What is required - Extract every line starting at the line that contains "For each instance of the tree" and ending with the final line of the data, inclusive; give only those lines, word for word.

Provided data -
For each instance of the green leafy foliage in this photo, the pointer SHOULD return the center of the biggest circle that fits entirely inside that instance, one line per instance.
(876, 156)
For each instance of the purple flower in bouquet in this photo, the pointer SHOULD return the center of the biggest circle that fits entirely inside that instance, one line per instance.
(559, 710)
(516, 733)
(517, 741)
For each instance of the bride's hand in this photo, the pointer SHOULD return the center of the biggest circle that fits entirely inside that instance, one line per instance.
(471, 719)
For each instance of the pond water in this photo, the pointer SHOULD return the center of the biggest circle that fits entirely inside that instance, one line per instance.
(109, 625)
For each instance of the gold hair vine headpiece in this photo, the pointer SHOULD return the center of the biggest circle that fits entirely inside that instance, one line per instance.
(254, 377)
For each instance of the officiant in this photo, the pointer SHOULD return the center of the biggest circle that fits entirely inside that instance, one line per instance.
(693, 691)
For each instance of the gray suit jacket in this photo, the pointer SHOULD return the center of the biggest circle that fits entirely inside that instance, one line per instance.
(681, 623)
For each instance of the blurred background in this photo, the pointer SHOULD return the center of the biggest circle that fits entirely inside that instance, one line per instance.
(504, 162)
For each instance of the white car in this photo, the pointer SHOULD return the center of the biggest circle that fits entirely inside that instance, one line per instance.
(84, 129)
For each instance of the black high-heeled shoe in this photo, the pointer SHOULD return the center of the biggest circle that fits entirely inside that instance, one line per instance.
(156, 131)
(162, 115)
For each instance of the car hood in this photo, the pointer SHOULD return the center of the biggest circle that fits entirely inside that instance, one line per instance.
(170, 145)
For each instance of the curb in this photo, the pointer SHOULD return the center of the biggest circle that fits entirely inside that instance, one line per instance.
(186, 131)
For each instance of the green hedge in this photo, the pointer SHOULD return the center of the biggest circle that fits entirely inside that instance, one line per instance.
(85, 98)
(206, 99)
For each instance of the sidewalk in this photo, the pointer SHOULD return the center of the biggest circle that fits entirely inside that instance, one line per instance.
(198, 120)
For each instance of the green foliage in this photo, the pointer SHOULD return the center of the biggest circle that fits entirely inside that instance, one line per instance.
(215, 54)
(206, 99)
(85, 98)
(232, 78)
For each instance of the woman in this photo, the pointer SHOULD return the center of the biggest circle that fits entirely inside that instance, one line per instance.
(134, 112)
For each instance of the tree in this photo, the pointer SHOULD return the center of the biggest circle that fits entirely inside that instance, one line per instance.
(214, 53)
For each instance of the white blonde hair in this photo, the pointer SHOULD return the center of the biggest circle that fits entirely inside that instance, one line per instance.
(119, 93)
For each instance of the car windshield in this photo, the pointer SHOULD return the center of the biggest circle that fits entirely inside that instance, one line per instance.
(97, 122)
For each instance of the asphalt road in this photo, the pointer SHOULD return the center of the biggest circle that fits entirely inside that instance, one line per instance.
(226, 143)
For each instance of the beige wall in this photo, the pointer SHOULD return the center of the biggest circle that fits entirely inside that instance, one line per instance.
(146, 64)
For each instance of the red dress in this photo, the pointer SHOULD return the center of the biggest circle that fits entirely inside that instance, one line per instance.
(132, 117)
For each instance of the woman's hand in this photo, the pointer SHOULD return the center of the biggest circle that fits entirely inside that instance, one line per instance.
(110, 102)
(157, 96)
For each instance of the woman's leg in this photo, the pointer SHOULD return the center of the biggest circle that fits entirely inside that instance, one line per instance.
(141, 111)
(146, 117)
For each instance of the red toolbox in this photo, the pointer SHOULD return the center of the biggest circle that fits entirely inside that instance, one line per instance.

Exercise answer -
For each instance of the tree in this photo, the pointer SHOULD return the center of the biggest circle that fits entirely inside that instance, one line per instance.
(214, 53)
For each instance of the white blonde hair in this photo, the pointer SHOULD return the center of the biggest circle that fits entirely inside that instance, one line per instance.
(119, 93)
For each instance of the car windshield in this photo, the pointer SHOULD return the center of the biggest circle that fits entirely inside that instance, one line per instance.
(97, 122)
For each instance of the asphalt road in this photo, the pointer SHOULD return the center of the biggest circle that fits entirely inside that instance, one line per instance.
(226, 143)
For each instance of the beige wall in this photo, the pointer SHOULD return the center of the biggest circle that fits entirely inside that instance, one line per instance.
(146, 64)
For each instance of the red dress in this photo, the pointer SHOULD return the center of the biggest circle that fits entirely inside that instance, one line per instance.
(132, 117)
For each instance of the woman's hand in this photo, the pointer SHOULD return the center of the biggest circle that fits entirely inside that instance, one line per instance.
(110, 102)
(157, 96)
For each instance of the woman's leg in this photo, the pointer SHOULD return the center of the biggest circle that fits entirely inside that instance, one line per instance.
(141, 111)
(146, 117)
For each instance of the red toolbox in this photo, the pointer SHOULD return the center of the biggest circle that fits entirely inside that instance, one line per instance.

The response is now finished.